_Text under study_
How Can We Best Execute Media Literacy Curriculum?
Given the amount of information available online and the risks that come with consuming it, enabling students to distinguish between legitimate and dubious sources is of utmost importance. To start with, curricula need to encourage students to ask simple questions like, “Where did this information come from?” or “How do I know if this information is authentic?”
Students of government schools in Kerala’s Kannur district are being trained to ask these very same questions. In a praise-worthy effort, teachers across 200 government schools in Kannur have trained over one lakh students from classes 8-12 on how to spot fake news and information. The initiative began in 2017 at the behest of the District Collector, after fake news fuelled protests against administering a vaccine. It attempts to not only teach children how to spot fake news, but to critically react to it.
However, in this limited top-down approach, teachers explain fake news to students, illustrating it with specific examples. This approach has the advantage of quick implementation, yet fails to address a larger social issue of believing false information. Horizontal curricula that enact changes in media consumption across society then, could be developed by Central policy-makers instead.
Challenges in Implementing Media Literacy Education
Yet, while media literacy has been extensively taught since the 1960s in Australia, Norway, Canada, and the United Kingdom, barring the Kannur example, much is left to be desired in the Indian (or indeed South Asian) context. There are no tangible regulations in the offing to make media literacy a part of mainstream school curricula.
This is largely because in India—at both the primary and secondary education levels—studies of the media are still taught by integrating them with other subjects. Independent courses are yet to appear.
In a humble beginning towards media literacy, a new chapter—Mass Media and Communication—has been included in the Class VII Social and Political Life NCERT textbook. Other NCERT textbooks like Abhivyakti aur Madhyam and Srijan, introduced at senior secondary school, focus on media writing too.

[Recorded data]
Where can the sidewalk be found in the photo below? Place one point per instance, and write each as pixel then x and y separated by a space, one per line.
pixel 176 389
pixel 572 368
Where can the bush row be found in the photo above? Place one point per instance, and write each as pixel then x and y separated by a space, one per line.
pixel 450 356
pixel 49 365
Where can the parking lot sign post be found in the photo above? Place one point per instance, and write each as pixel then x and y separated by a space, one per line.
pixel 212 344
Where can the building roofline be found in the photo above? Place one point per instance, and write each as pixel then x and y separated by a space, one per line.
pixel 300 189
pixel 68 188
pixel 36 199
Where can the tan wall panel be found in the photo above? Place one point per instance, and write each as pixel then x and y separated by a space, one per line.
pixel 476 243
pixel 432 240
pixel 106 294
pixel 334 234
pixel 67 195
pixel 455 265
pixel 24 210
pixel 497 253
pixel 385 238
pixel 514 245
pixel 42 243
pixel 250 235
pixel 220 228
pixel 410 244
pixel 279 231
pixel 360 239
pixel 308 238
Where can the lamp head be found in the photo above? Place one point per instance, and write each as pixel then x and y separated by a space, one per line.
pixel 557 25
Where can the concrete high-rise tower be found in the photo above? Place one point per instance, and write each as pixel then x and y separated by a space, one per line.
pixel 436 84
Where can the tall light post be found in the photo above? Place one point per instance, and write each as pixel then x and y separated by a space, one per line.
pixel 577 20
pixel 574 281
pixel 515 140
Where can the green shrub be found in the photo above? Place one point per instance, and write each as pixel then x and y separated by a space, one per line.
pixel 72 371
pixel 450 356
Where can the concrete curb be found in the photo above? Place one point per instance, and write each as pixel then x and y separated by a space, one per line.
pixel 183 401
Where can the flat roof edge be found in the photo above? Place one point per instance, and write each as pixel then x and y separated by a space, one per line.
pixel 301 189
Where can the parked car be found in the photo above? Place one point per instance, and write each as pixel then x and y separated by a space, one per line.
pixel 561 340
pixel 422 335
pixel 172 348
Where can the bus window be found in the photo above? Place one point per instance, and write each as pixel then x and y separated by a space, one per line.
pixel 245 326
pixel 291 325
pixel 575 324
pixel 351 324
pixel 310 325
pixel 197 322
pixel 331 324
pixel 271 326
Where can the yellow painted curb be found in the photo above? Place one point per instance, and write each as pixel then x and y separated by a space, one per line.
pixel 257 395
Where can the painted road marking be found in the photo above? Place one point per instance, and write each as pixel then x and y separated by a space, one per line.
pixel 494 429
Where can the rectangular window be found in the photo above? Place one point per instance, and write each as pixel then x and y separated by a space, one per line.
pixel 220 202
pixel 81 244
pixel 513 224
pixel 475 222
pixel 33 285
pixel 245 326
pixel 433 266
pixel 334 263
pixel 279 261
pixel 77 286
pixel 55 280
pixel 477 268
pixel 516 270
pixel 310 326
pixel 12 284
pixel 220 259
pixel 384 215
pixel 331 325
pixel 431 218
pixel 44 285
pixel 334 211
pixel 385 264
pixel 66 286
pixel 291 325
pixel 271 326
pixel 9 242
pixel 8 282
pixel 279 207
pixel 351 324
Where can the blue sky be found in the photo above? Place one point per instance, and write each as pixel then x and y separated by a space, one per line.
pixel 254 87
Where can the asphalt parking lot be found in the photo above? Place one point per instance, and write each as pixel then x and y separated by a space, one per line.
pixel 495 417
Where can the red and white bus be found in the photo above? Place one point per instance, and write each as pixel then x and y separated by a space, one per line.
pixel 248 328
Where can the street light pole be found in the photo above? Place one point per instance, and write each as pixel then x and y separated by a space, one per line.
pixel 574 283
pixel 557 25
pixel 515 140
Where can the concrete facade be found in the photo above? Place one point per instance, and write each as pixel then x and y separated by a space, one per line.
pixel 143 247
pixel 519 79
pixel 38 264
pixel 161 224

_Set of tasks_
(a) Transcribe everything in the media literacy text from "Challenges in Implementing" down to "yet to appear.".
(b) According to the media literacy text, what is the title of the new chapter added to the Class VII Social and Political Life NCERT textbook?
The records are not required for this work.

_Expected results_
(a)
Challenges in Implementing Media Literacy Education
Yet, while media literacy has been extensively taught since the 1960s in Australia, Norway, Canada, and the United Kingdom, barring the Kannur example, much is left to be desired in the Indian (or indeed South Asian) context. There are no tangible regulations in the offing to make media literacy a part of mainstream school curricula.
This is largely because in India—at both the primary and secondary education levels—studies of the media are still taught by integrating them with other subjects. Independent courses are yet to appear.

(b) Mass Media and Communication